:: Consignas de trabajo ::
(A) En la columna sobre la Argentina, ¿quiénes enseñaron que todo exceso sin freno lleva al desastre?
(B) Continúa la columna sobre la Argentina a partir de su última oración.

:: Texto de lectura ::
•••

Por Héctor M. Guyot.- La Argentina es ese extraño país en el que desde hace meses es noticia que hablen entre sí las dos personas encargadas de gobernar. Ese raro país en el que una mujer procesada por asociación ilícita y seriamente complicada en más de una decena de causas de corrupción es nuevamente favorecida por el voto. El país que desde hace décadas reincide en un partido de infinitas máscaras que ha promovido una oligarquía corporativa que saquea al Estado y profundiza la pobreza. Un país cuyo mito colectivo más fuerte ha sido un movimiento fundado por un general conservador de inclinaciones fascistas que nuclea a los cínicos y los fanáticos, y que hoy, entregado de lleno a ellos, rueda en una debacle que parece no tener fin, en la que arrastra a toda la sociedad. Hasta no despojarnos del conjuro de este mito, seguiremos siendo ese extraño país que no puede explicarse desde la razón.
El gobierno disparatado que tenemos estaba condenado a acabar mal desde el primer minuto. Y, desde ese primer minuto, representó una condena segura para el país. ¿Quién en su sano juicio podía creer en la virtud de ese pacto entre una expresidenta que buscaba recuperar el poder para neutralizar la acción de la Justicia y un hombre que, hasta el día anterior, había acusado a su inesperada socia de traición a la patria, corrupción y, digámoslo así, negación de la realidad? No hubo juicio en el voto que los depositó en el poder. Buena parte de la opinión pública volvió a caer en las redes del mito, que desde aquel regreso fallido de su figura tutelar alienta una y otra vez el espejismo del nuevo avatar, del redentor que, esta vez sí, pondrá fin a las promesas incumplidas y derramará sobre su pueblo la felicidad que se merece. El cinismo evidente de los firmantes de ese pacto, que en cualquier país medianamente despierto hubiera desbaratado sus ambiciones electorales, habla de la fortaleza del mito en que vivimos encapsulados los argentinos.
Sin embargo, la degradación de ese movimiento cuyos principales dirigentes se apropian del Estado en beneficio propio derrama sobre el país penurias cada vez más hondas que son olímpicamente ignoradas por quienes gobiernan, ocupados como están en sus negocios y sus disputas internas. El del peronismo es un mito elástico. Pero, como todo, tiene sus límites. La alienación de este Gobierno y del triunvirato que lo integra pide, más que un análisis político, una aproximación psicológica. Todo exceso sin freno lleva al desastre, como enseñaron los griegos.

•••

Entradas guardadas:
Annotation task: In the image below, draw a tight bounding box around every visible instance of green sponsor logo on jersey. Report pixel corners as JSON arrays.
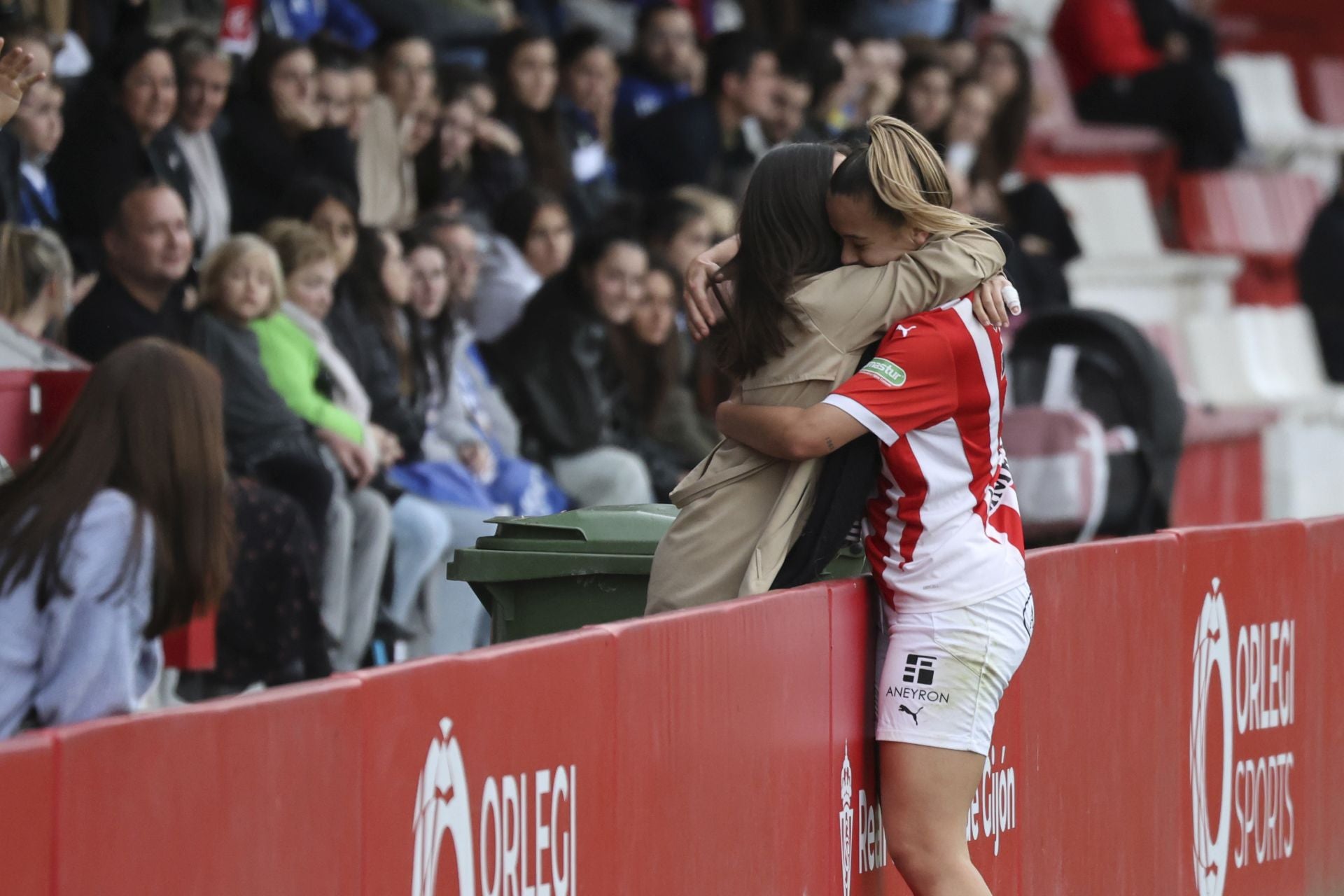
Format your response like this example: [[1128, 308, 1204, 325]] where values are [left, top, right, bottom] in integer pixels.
[[859, 357, 906, 386]]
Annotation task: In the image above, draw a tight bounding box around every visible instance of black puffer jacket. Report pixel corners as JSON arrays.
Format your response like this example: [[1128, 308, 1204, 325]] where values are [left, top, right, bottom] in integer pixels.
[[481, 274, 621, 462], [327, 282, 425, 461]]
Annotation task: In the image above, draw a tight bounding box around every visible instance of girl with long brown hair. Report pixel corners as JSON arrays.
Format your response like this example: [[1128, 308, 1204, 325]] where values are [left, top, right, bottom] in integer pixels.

•••

:: Respuestas del ejercicio ::
(A) Los griegos.

(B)
Cristina Kirchner va por un nuevo engaño: ahora que forzó el recambio del ministro de Economía, ella encarnaría el papel de salvadora que llega para enderezar una administración que había relegado al pueblo. “Guzmán los dejó tirados y ahí está Cristina otra vez para sacarlos adelante”, dijo Máximo Kirchner, siempre elemental. Sin embargo, este gobierno es todo de su madre. Ella lo concibió, ella lo dio a luz y ella lo destruyó. Un clásico de la señora. Como no podía ser de otro modo, el Gobierno lleva, desde el principio, su marca: una pulsión destructiva que nada perdona hasta que, fuera de sí, se vuelve sobre sí misma. Ese impulso autodestructivo hoy envuelve al país y determina a un peronismo que, al abrazarse a los pies de la vicepresidenta para salvarse, parece entregado a su mismo sino.
Alberto Fernández, por su lado, se agotó en el papel de señuelo perfecto. Y en ese papel agotó su palabra. Pronto resultó claro que esa labia acomodaticia, que era todo su capital, valía poco y nada. Quedó entonces reducido a un presidente sin atributos, incapaz de asumir el peso de una decisión. Ahora su vocera dice que está en control del país y lleva adelante su agenda con normalidad. ¿Qué agenda? Su mayor preocupación, aún en los momentos en que intentó emanciparse con ademanes de adolescente confundido, fue complacer y halagar a quien, sometiéndolo, lo destruía.
Quien completa el triunvirato imposible, Sergio Massa, demostró una vez más, en medio de las urgencias del fin de semana pasado, que él conoce una sola urgencia: hacerse de más poder, no importa a qué precio. Al ver la presa, arrebata el zarpazo sin inhibiciones, con desparpajo adolescente. Un peronista ejemplar, en suma, que no tiene empacho en exhibir lo evidente: para la gran mayoría de los herederos de Perón, incluidas por supuesto las huestes de La Cámpora, la política se reduce a la lucha por el poder, por acceder a él o por mantenerlo, con absoluta prescindencia de la sociedad y sus padecimientos.
El peronismo y sus mitos han provocado fascinación entre los intelectuales argentinos. Me pregunto qué tipo de fascinación provoca hoy la lucha encarnizada por el poder de aquellos que se arrogan la exclusiva representación del pueblo mientras defienden, contra propios y ajenos, sus exclusivos y mezquinos intereses. Los mitos que han sostenido el relato kirchnerista están rancios, pero siguen activos. Mientras esa fascinación boba permanezca vigente y no nos permita ver las cosas tal como son, seguiremos abonando la cancha para que los cínicos y los fanáticos desplieguen su juego.